#### Task to carry out
From the line with "goose head, one" through the final line below, restate each line word for word and return nothing else.

Photo-based referring expression data:
Start of Block

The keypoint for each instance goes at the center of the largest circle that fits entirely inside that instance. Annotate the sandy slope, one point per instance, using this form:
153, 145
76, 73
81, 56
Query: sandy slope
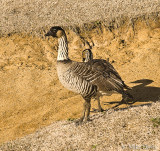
123, 130
31, 95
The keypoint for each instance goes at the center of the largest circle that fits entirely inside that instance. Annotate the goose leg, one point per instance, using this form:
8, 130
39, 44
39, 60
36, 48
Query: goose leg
100, 109
87, 107
86, 112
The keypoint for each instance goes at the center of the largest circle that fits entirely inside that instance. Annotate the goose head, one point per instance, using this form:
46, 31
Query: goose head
87, 55
55, 31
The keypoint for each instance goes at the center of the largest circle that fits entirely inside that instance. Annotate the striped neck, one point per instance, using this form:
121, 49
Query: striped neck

End of Block

#### Solution
The keypoint for each instance goes at the center of the largest circle that fits entirely inside that instance. Annotate the goose head, one point per instance, using this form:
46, 31
Query: goose head
87, 55
55, 31
The keypoint for each instance goes at the center of the largest circle that fits entirely inside that instance. Annotate the striped neck, one point per instance, using this form:
121, 49
Query: striped neck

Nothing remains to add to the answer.